### WHAT YOU ARE ASKED TO DO
Rewrite the section of the rows below that starts with the line containing "# test: identify the lily" and runs through the last row, keeping every line, requests included. Scale each coordinate in the answers by 2.35 and round to the nearest whole number, with halves rounded up.

### RECORD EXTRACTS

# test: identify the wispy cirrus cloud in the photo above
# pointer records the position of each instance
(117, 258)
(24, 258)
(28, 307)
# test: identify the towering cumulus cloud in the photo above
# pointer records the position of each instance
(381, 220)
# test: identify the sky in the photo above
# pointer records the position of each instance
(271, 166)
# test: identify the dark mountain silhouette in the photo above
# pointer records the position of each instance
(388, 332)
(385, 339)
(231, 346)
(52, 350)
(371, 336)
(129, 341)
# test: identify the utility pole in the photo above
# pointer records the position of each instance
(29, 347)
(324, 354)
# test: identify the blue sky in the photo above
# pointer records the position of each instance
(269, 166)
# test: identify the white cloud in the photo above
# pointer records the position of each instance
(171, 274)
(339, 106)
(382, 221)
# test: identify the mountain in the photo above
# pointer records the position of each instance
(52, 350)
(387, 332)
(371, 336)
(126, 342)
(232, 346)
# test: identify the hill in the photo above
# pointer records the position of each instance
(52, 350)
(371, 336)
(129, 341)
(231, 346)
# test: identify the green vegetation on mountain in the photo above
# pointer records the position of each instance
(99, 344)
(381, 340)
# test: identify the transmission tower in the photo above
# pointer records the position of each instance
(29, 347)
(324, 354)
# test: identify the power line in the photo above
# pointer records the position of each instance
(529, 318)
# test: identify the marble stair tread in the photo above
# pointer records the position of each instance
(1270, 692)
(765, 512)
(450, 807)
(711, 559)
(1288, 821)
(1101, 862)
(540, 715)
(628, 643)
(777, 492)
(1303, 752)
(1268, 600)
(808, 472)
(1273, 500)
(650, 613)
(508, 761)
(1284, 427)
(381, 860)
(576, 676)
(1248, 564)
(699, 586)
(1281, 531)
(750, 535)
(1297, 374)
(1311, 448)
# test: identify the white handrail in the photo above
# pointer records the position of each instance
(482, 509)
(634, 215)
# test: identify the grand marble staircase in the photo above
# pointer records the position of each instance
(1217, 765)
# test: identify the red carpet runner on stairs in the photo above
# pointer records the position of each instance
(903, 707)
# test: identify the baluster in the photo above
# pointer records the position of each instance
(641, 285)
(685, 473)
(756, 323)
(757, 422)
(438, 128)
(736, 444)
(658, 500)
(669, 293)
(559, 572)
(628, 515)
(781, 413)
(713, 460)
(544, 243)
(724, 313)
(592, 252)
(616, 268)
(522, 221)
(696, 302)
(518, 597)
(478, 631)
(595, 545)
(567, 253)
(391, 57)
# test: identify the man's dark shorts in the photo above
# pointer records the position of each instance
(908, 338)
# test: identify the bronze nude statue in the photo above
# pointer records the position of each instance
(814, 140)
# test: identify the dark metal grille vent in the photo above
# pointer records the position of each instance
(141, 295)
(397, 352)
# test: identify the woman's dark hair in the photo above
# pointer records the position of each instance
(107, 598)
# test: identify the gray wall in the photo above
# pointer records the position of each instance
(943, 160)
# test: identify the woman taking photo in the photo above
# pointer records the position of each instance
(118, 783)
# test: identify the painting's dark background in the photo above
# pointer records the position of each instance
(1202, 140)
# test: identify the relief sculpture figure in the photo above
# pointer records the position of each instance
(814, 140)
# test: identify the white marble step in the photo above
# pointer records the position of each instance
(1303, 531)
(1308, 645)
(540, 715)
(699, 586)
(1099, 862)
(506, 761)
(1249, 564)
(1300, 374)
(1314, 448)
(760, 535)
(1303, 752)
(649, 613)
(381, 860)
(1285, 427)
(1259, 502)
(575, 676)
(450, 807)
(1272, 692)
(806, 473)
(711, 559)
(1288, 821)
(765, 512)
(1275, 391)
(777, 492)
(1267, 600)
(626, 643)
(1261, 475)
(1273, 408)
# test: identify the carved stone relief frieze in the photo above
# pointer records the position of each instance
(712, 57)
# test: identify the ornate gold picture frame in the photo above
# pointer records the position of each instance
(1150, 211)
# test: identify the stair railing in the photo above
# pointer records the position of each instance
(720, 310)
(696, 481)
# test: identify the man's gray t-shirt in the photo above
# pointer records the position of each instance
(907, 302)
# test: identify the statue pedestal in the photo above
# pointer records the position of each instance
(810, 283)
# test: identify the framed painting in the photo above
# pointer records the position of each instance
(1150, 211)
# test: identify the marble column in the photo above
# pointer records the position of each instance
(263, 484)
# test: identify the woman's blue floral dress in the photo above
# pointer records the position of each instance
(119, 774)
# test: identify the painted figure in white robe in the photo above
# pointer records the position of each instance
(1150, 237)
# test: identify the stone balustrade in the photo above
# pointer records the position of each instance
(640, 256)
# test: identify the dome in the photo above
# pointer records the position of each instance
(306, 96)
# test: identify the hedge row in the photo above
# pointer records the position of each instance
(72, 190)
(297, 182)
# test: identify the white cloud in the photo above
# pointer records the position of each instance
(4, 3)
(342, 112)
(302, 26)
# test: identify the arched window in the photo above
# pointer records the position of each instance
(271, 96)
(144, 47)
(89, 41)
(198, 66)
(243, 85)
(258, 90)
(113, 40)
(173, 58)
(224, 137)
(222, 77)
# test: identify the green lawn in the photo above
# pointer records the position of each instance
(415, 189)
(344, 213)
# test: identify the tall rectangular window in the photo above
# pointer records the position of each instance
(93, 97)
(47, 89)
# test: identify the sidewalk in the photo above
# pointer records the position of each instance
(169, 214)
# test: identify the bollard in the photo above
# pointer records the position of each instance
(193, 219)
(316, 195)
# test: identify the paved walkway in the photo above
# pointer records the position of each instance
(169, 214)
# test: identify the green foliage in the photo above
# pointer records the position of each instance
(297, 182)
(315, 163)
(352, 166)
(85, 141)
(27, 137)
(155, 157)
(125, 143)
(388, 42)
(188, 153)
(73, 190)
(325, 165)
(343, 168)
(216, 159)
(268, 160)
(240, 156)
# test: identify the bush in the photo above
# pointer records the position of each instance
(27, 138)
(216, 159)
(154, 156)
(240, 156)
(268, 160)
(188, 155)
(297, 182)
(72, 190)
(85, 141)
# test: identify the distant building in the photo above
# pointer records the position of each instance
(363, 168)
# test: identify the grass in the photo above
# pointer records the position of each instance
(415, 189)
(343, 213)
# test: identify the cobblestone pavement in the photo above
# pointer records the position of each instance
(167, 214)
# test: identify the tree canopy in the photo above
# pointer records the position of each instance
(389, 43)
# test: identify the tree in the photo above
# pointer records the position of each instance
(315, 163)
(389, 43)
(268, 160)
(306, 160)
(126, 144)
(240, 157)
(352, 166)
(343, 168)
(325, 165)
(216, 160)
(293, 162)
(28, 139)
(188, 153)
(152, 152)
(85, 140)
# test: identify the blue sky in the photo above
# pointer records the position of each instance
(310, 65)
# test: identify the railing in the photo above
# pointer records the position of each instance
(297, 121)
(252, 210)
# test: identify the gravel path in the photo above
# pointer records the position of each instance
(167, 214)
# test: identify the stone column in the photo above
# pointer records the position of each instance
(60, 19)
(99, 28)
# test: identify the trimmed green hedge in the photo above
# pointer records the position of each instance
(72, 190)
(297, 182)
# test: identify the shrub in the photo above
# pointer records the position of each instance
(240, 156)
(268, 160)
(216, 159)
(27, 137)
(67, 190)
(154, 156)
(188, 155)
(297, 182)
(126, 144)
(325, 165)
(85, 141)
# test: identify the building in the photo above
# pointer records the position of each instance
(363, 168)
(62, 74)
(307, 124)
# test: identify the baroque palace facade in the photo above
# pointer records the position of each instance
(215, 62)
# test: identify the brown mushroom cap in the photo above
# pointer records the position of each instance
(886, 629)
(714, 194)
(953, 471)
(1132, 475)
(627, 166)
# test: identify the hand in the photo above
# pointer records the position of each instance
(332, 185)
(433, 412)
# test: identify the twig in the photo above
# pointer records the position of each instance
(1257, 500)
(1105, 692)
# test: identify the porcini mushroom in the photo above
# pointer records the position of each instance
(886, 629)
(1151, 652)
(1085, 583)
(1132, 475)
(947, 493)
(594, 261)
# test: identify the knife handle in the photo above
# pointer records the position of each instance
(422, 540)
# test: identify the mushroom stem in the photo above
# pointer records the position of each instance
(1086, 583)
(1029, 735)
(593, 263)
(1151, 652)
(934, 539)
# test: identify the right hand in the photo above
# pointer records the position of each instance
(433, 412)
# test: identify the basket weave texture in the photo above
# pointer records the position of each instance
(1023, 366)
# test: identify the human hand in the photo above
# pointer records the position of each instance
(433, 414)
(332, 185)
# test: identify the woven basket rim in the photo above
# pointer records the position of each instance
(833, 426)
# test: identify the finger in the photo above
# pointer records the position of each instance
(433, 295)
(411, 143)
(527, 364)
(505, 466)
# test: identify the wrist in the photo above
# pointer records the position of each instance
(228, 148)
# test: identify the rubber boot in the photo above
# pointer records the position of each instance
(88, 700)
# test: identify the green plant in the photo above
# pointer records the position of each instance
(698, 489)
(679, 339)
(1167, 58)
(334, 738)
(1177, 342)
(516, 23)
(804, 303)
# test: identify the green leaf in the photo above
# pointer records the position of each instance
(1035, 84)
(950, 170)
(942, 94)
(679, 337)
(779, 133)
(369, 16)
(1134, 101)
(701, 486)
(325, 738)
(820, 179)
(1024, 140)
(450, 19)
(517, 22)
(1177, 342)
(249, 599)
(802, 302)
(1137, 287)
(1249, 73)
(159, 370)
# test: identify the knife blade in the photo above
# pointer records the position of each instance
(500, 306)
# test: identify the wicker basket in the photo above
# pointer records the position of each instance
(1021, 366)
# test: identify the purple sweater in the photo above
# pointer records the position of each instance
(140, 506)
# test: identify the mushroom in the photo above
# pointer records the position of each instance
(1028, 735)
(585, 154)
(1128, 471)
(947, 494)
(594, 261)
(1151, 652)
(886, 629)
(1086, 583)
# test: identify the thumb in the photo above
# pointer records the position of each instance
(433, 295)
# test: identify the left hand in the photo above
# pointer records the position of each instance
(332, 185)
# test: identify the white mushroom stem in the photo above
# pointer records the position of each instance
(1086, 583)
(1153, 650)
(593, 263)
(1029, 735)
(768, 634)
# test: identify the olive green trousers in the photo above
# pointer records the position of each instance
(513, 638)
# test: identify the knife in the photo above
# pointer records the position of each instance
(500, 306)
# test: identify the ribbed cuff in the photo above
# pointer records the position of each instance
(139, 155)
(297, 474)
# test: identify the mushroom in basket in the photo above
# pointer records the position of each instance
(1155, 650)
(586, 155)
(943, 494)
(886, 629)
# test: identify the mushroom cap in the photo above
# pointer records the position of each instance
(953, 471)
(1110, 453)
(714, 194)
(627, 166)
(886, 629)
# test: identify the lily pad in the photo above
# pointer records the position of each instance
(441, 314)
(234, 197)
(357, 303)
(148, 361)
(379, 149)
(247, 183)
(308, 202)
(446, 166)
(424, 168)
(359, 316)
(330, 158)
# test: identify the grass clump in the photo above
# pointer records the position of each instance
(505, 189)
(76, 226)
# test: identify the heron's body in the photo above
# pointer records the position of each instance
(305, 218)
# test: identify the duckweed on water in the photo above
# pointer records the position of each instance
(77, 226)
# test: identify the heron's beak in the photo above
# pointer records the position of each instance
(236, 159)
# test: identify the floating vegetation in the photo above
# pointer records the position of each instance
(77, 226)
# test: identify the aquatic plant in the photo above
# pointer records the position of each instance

### FULL RESPONSE
# test: identify the lily pad in the photo above
# pointer records the position of each instance
(1036, 738)
(550, 463)
(839, 712)
(348, 848)
(891, 350)
(580, 430)
(724, 475)
(1048, 390)
(996, 395)
(844, 743)
(776, 371)
# test: identify the grass clump in the photo above
# pointer records the position of each instance
(1187, 444)
(179, 531)
# test: identify the heron's body in the photo above
# pointer records the position of each instance
(717, 512)
# test: identify the duckweed on water in the photo above
# pointer records the position of each instance
(181, 531)
# test: identify the heron's beak in the photo above
# pointer records the position of each instance
(555, 374)
# test: identify the floating vegetation in the photo above
# pointer records the position of each instance
(181, 531)
# test: identify the aquatic plant in the photo above
# pointer records the position of each instance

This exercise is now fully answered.